Start of SUPPLIED DATA

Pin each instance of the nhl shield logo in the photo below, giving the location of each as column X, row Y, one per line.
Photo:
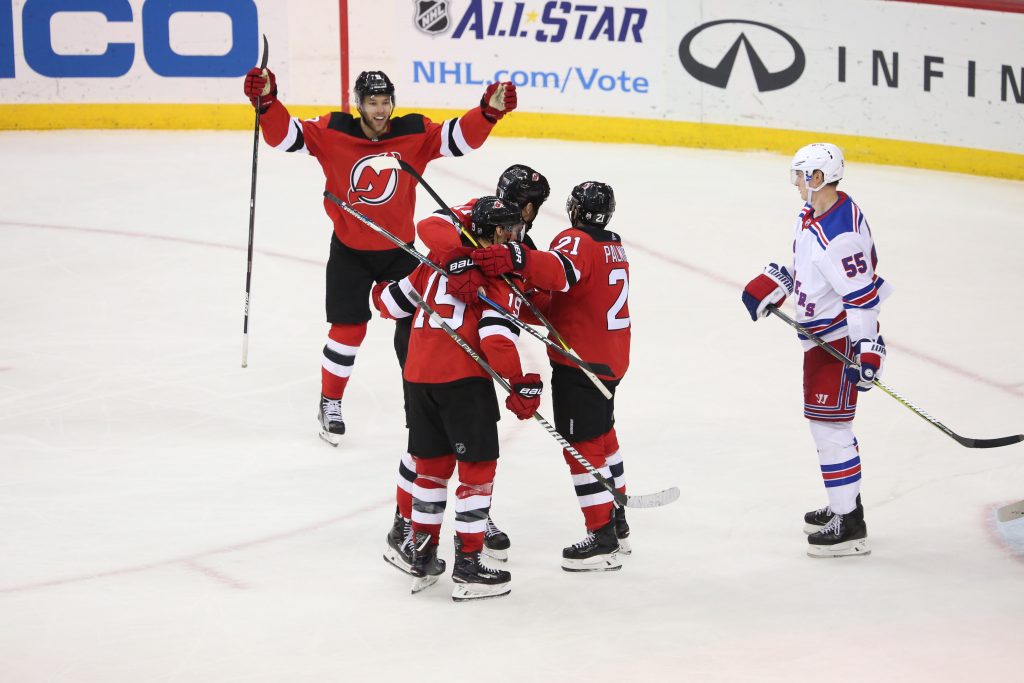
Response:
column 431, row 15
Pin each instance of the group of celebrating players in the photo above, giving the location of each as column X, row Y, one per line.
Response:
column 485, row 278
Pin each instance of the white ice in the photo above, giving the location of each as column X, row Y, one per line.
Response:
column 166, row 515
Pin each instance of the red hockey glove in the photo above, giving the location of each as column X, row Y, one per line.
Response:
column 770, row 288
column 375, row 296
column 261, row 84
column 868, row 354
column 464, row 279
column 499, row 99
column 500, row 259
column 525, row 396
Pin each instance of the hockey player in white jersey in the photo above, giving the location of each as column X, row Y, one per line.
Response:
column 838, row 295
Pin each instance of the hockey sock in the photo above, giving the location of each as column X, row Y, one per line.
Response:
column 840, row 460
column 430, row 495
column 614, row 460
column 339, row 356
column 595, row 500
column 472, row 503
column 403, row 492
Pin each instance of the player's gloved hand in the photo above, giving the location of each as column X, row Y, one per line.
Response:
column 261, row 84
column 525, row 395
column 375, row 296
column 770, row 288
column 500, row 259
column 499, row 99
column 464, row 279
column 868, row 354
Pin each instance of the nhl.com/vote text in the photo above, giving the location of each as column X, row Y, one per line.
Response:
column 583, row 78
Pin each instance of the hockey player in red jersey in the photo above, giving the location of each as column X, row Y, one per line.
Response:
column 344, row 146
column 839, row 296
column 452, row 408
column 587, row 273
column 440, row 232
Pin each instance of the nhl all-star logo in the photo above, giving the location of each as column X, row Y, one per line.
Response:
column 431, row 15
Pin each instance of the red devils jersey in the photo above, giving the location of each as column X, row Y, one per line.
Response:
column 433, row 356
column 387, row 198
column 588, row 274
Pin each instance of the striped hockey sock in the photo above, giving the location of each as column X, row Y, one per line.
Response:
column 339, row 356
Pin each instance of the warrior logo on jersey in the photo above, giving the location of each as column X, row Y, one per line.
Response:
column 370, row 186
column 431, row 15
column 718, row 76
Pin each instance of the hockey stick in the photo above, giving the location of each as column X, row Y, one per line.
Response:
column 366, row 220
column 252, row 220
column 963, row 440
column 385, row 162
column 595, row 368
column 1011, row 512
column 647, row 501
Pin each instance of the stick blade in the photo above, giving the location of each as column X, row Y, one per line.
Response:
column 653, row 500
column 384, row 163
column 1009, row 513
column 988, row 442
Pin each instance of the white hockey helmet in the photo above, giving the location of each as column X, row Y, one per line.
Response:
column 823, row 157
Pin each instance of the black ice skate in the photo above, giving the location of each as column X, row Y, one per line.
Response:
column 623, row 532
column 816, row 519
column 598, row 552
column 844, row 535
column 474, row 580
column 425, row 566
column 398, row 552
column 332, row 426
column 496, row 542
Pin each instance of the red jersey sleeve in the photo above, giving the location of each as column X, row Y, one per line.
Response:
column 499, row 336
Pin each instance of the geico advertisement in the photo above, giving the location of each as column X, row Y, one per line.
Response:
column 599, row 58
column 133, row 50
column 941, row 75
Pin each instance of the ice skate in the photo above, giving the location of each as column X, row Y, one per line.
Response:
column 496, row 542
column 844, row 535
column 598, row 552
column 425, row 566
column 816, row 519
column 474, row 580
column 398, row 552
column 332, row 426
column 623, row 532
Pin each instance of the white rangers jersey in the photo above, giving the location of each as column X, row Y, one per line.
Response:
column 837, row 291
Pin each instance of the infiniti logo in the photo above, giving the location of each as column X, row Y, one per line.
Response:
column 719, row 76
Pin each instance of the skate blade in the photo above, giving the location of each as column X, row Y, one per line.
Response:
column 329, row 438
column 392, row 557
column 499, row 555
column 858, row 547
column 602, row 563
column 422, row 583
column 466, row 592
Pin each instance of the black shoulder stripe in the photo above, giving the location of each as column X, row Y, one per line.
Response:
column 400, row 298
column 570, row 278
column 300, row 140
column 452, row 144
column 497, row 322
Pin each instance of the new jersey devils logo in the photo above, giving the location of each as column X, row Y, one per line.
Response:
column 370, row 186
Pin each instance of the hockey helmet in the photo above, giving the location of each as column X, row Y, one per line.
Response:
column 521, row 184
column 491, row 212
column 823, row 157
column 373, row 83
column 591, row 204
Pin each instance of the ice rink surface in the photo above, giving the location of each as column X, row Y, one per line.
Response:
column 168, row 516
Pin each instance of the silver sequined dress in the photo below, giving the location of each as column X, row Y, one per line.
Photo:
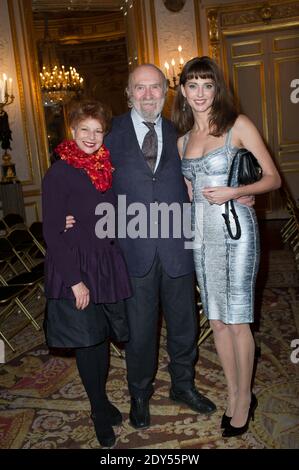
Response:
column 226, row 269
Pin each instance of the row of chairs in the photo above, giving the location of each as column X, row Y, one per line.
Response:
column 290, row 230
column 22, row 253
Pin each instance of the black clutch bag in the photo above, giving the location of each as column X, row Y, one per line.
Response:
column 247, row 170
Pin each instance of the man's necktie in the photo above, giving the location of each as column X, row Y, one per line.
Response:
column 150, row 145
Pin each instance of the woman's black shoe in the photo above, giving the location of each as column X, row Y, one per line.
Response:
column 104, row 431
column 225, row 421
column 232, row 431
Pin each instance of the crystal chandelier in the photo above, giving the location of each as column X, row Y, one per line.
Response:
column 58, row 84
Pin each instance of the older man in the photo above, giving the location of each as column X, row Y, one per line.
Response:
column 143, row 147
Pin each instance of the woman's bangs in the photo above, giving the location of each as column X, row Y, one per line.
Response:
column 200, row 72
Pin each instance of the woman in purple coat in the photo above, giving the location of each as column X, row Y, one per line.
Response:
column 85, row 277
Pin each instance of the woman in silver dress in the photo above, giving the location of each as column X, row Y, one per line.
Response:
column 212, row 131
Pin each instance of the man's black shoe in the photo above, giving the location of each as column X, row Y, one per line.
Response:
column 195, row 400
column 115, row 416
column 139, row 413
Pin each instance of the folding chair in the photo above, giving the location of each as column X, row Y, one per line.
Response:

End of SUPPLIED DATA

=== DIRECTIVE ===
Can you copy out, word for word, the stretch of the records from the line containing "Pin each instance of the red hockey" through the line containing "column 525, row 396", including both of those lines?

=== ANSWER FOR THIS EXERCISE ===
Pin each instance of the red hockey glove in the photo above, giving the location of each as column X, row Y, one per line.
Response:
column 770, row 288
column 375, row 296
column 261, row 84
column 868, row 354
column 464, row 279
column 499, row 99
column 500, row 259
column 525, row 396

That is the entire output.